● Exercise tasks:
A: In the news excerpt on Prime Minister Gilani's televised address, how many more years did Pakistan's civilian government decide to keep General Kayani in command of the army?
B: Retype the portion of the news excerpt between "The speech may" and "another three years.", inclusive.

● Document:
────
The speech may have lasted just three minutes, but it spoke volumes about where power lies in Pakistan. Late on Thursday, Prime Minister Yousaf Raza Gilani suddenly appeared on national television to address the country. Pakistan is passing through a critical phase, he said, reading intently from a script on his desk and stealing only furtive glances at the camera in front of him. He praised the Pakistani army for its successes in military operations against Islamist militants and singled out its commander, General Ashfaq Parvez Kayani, for his "excellent military leadership qualities and pro-democracy views." For those reasons, Gilani said, despite the fact that Kayani's term in command of the army was about to expire, Pakistan's civilian government had decided to keep him on for another three years.
────
[Location annotation dataset excerpts]
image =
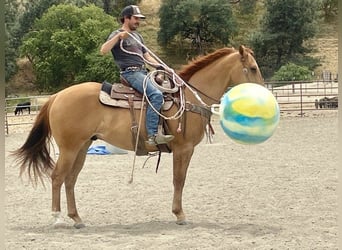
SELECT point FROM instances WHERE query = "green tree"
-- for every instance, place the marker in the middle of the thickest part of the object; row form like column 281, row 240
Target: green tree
column 284, row 29
column 61, row 40
column 197, row 21
column 329, row 8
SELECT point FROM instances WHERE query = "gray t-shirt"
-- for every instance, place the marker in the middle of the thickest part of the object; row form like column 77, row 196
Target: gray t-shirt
column 124, row 59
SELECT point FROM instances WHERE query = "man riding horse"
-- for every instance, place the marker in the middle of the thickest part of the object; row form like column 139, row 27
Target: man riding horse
column 130, row 57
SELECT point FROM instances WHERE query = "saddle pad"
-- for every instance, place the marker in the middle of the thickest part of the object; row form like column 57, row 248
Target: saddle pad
column 117, row 95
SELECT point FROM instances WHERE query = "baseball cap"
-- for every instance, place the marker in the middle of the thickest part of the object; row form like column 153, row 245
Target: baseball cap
column 132, row 10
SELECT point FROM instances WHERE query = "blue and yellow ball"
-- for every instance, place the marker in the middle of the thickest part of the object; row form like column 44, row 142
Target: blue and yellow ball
column 249, row 113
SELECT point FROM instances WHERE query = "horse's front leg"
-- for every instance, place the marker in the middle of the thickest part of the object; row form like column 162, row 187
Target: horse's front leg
column 181, row 160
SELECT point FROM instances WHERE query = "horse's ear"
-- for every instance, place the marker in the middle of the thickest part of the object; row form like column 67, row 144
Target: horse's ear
column 242, row 52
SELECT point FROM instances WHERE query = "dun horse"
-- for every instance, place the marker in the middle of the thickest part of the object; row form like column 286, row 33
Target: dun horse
column 74, row 116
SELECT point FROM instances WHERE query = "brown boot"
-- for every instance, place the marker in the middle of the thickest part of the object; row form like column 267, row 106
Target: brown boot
column 159, row 139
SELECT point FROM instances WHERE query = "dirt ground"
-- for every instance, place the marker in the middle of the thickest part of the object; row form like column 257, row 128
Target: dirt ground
column 280, row 194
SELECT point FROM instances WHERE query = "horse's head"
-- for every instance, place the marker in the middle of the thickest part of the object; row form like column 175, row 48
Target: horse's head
column 245, row 68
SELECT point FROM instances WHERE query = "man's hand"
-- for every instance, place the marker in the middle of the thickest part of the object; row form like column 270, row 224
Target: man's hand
column 166, row 68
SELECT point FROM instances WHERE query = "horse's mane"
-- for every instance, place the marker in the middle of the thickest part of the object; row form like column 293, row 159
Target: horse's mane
column 199, row 62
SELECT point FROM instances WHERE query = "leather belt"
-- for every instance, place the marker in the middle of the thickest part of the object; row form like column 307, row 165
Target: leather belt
column 134, row 68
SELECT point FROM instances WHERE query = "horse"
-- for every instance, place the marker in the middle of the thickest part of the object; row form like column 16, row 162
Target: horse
column 74, row 116
column 21, row 106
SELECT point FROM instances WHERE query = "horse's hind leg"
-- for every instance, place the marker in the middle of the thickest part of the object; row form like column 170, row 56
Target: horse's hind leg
column 62, row 169
column 181, row 160
column 70, row 182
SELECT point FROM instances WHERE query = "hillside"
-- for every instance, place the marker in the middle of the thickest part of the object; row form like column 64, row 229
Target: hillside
column 325, row 45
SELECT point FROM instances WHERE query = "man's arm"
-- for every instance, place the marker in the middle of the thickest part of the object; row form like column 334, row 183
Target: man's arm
column 109, row 44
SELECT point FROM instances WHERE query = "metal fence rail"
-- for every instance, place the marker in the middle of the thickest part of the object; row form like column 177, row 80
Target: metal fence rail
column 291, row 96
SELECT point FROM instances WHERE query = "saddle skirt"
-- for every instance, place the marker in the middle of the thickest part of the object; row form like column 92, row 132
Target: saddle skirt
column 121, row 95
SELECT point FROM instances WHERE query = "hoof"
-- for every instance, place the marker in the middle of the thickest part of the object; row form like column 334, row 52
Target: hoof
column 59, row 224
column 79, row 225
column 182, row 222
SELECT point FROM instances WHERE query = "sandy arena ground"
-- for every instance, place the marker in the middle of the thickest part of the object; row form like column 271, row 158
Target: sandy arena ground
column 277, row 195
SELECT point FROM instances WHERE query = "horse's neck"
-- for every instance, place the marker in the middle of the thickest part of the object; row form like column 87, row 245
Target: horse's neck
column 212, row 80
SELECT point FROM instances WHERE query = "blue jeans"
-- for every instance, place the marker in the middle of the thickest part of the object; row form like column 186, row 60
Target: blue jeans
column 136, row 79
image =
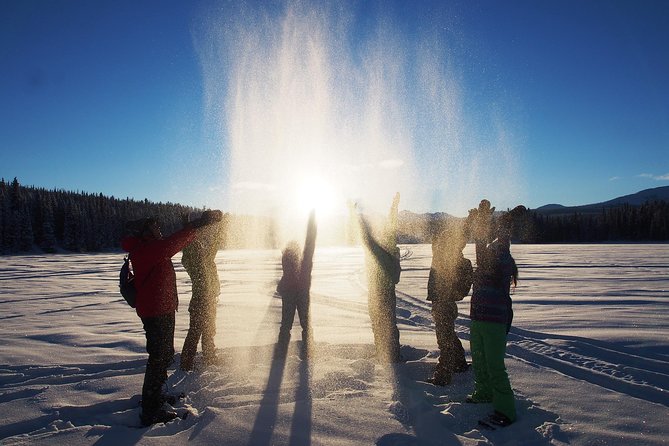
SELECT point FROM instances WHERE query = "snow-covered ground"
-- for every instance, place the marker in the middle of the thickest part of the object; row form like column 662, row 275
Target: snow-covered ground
column 587, row 357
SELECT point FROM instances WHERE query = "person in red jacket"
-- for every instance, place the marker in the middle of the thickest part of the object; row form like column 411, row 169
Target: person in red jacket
column 157, row 301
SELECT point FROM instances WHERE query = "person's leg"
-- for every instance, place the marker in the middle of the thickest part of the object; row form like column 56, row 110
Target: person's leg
column 159, row 333
column 456, row 355
column 388, row 334
column 303, row 309
column 442, row 373
column 482, row 388
column 209, row 333
column 288, row 307
column 503, row 400
column 192, row 338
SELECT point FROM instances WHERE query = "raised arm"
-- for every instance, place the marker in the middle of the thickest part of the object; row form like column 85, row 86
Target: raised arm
column 309, row 245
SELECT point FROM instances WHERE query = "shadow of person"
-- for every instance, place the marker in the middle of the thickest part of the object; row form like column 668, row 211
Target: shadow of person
column 263, row 427
column 300, row 428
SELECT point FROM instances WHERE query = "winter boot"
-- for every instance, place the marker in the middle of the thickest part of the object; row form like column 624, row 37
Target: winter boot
column 160, row 416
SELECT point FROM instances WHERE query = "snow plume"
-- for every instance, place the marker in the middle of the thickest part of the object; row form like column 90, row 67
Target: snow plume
column 299, row 91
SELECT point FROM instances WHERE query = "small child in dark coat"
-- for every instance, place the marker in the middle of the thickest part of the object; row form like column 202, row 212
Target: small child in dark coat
column 295, row 284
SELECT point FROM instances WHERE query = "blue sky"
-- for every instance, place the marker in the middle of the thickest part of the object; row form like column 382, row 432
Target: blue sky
column 548, row 102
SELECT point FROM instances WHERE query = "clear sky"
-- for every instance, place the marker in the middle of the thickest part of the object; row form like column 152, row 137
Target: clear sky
column 207, row 103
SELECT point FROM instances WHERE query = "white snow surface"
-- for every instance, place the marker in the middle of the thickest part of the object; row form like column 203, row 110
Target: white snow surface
column 587, row 356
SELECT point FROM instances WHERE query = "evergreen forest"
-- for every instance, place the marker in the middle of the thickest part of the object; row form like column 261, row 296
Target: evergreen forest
column 35, row 219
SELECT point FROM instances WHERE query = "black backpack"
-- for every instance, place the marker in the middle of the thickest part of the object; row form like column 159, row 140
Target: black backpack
column 127, row 283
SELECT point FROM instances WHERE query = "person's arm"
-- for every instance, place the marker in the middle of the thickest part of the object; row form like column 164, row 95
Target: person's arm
column 388, row 261
column 169, row 246
column 309, row 245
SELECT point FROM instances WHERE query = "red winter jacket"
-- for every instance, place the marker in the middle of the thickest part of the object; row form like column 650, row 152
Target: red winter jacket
column 155, row 278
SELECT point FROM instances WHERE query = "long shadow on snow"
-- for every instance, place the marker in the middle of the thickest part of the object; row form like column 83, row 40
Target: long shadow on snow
column 599, row 362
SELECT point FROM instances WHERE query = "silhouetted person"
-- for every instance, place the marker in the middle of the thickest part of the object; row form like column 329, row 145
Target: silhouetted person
column 295, row 284
column 157, row 301
column 199, row 261
column 491, row 314
column 383, row 272
column 450, row 279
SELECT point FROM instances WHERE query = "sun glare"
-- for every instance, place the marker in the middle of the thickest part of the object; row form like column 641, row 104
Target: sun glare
column 316, row 193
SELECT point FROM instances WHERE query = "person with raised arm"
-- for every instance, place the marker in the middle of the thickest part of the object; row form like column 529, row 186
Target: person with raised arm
column 491, row 314
column 199, row 261
column 383, row 273
column 157, row 301
column 449, row 281
column 295, row 284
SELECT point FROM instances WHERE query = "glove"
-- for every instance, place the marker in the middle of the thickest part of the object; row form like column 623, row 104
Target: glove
column 207, row 218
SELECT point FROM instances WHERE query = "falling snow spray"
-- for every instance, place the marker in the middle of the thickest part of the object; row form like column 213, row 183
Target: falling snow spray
column 314, row 110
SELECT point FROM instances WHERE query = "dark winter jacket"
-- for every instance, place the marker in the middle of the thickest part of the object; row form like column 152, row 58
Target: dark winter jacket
column 155, row 278
column 199, row 261
column 491, row 299
column 296, row 279
column 450, row 281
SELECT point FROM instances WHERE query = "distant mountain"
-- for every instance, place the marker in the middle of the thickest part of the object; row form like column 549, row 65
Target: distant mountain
column 637, row 199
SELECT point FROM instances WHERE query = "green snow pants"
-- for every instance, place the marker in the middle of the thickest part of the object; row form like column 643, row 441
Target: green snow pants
column 491, row 382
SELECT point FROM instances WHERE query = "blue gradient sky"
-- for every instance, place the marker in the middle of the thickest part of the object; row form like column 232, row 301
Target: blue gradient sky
column 108, row 97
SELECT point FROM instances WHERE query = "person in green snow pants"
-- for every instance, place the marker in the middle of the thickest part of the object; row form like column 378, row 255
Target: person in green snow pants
column 491, row 314
column 488, row 345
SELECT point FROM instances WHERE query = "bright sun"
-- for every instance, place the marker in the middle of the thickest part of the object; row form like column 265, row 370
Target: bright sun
column 317, row 193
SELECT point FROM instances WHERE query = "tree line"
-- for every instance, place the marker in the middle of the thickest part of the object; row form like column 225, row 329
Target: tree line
column 54, row 220
column 648, row 222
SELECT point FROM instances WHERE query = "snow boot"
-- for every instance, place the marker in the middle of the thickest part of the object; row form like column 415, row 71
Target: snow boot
column 161, row 416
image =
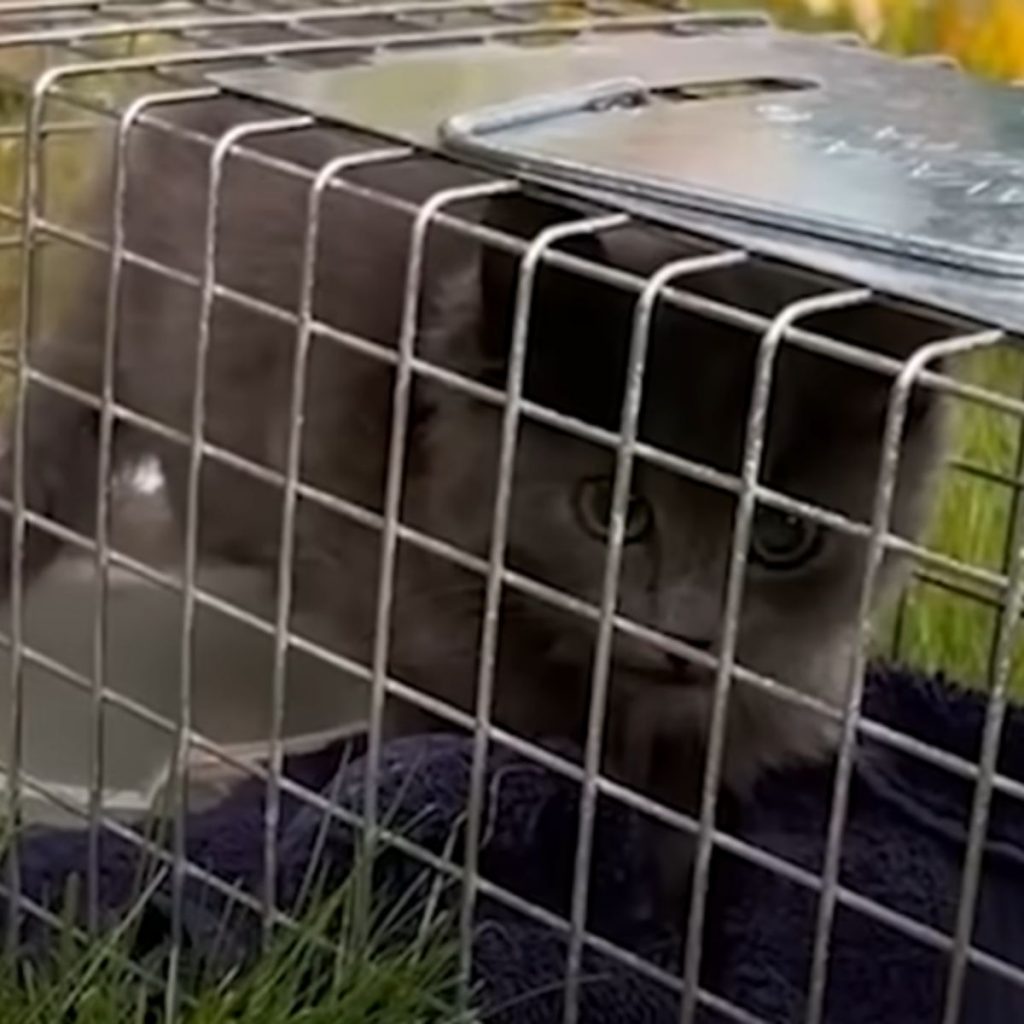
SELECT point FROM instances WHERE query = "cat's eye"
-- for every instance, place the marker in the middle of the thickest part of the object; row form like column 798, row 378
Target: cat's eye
column 593, row 503
column 782, row 542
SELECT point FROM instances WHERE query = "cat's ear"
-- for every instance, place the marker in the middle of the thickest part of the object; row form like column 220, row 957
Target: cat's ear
column 560, row 297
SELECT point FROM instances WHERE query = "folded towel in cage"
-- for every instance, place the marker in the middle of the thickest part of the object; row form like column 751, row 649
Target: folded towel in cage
column 903, row 848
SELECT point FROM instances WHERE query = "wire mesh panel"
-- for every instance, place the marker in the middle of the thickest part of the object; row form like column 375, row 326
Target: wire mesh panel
column 631, row 506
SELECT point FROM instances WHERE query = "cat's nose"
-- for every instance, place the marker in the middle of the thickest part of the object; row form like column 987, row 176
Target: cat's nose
column 685, row 669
────
● Answers by task:
A: Three more years.

B:
The speech may have lasted just three minutes, but it spoke volumes about where power lies in Pakistan. Late on Thursday, Prime Minister Yousaf Raza Gilani suddenly appeared on national television to address the country. Pakistan is passing through a critical phase, he said, reading intently from a script on his desk and stealing only furtive glances at the camera in front of him. He praised the Pakistani army for its successes in military operations against Islamist militants and singled out its commander, General Ashfaq Parvez Kayani, for his "excellent military leadership qualities and pro-democracy views." For those reasons, Gilani said, despite the fact that Kayani's term in command of the army was about to expire, Pakistan's civilian government had decided to keep him on for another three years.